[ACTIVITY]:
Everything in the listing below must be set down again exactly, apart from the pictures.

=====

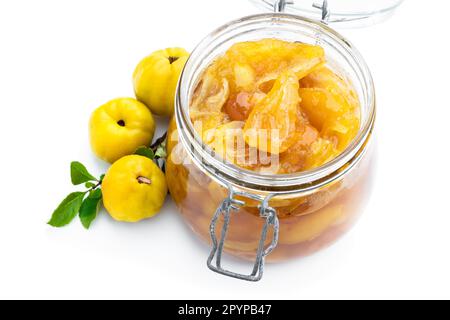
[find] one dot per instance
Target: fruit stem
(144, 180)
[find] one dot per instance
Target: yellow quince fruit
(156, 77)
(134, 188)
(119, 127)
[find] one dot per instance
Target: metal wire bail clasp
(231, 204)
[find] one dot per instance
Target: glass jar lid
(348, 13)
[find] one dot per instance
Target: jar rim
(228, 173)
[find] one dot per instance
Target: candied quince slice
(273, 56)
(271, 125)
(294, 159)
(320, 105)
(325, 78)
(228, 142)
(320, 152)
(331, 114)
(211, 94)
(342, 130)
(206, 122)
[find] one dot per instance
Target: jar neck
(230, 174)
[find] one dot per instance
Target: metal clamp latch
(280, 6)
(265, 211)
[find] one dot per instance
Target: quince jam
(273, 107)
(275, 100)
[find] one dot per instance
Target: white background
(61, 59)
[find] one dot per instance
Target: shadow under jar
(272, 216)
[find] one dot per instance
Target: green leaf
(79, 174)
(89, 185)
(67, 210)
(145, 152)
(90, 207)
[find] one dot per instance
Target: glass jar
(347, 13)
(252, 215)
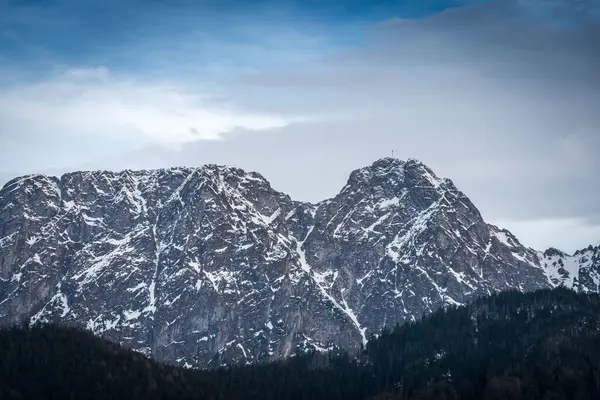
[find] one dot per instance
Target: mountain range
(203, 266)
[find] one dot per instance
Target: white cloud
(93, 101)
(570, 234)
(100, 72)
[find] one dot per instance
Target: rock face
(199, 266)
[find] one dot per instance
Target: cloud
(502, 97)
(90, 105)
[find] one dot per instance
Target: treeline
(542, 345)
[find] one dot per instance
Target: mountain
(536, 346)
(200, 266)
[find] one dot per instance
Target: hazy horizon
(499, 96)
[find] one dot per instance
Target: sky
(503, 97)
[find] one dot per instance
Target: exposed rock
(198, 266)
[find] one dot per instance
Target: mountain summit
(199, 266)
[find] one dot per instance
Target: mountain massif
(200, 266)
(542, 345)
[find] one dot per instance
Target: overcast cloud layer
(501, 97)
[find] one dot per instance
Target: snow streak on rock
(201, 266)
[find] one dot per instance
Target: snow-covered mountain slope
(198, 266)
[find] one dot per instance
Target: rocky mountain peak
(206, 265)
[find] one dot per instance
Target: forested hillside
(539, 345)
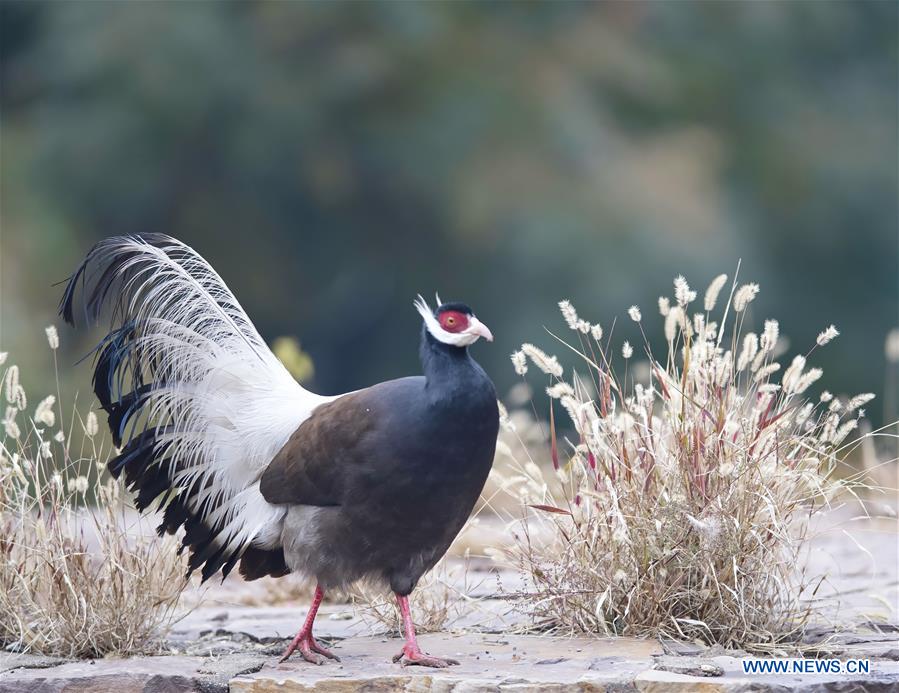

=====

[COMPLETED TASK]:
[find] one dot per instance
Target: fruit stem
(144, 180)
[find] one dot per instance
Target: yellow quince fruit
(156, 77)
(134, 188)
(119, 127)
[find] one dot per instance
Target: metal wire bail clasp
(231, 204)
[find] one dot per instance
Target: glass jar lid
(348, 13)
[find] one dot per instance
Target: jar rim
(228, 173)
[find] one dot per instance
Target: candied quince slice
(273, 56)
(271, 125)
(294, 159)
(320, 105)
(325, 78)
(228, 142)
(320, 152)
(331, 114)
(211, 94)
(342, 130)
(206, 122)
[find] one dot per instance
Target: jar neck
(230, 174)
[find] one dot per instance
Target: metal clamp latch
(280, 6)
(265, 211)
[find] one dot per instance
Target: quince jam
(273, 107)
(275, 100)
[find] one dot per instance
Target: white background
(61, 59)
[find] one dot per instance
Target: shadow under jar
(272, 216)
[find] one dot per instance
Target: green leaf
(79, 174)
(89, 185)
(67, 210)
(145, 152)
(90, 207)
[find] one dot per instance
Target: glass jar
(347, 13)
(252, 215)
[find] one dot per instance
Target: mountain range
(203, 266)
[find] one dot per instance
Target: white cloud
(93, 101)
(570, 234)
(100, 72)
[find] one dot per instance
Target: rock face
(199, 266)
[find] one dot per instance
Target: cloud
(502, 97)
(90, 105)
[find] one dot per instance
Target: treeline
(542, 345)
[find] one dot per instance
Target: mountain
(536, 346)
(200, 266)
[find] one dot per instance
Target: hazy horizon
(499, 96)
[find] one dot per instance
Target: sky
(503, 97)
[find] one dot per instance
Target: exposed rock
(198, 266)
[find] one dot per instance
Target: mountain summit
(199, 266)
[find] one dot per instance
Target: mountain massif
(200, 266)
(542, 345)
[find] one dot per instance
Target: overcast cloud layer
(501, 97)
[find] one dot per instance
Target: snow streak on rock
(201, 266)
[find] one dot per instance
Target: snow-covered mountain slope
(198, 266)
[find] one dot per instance
Target: rocky mountain peak
(206, 265)
[find] one dot per instance
Target: forested hillside
(539, 345)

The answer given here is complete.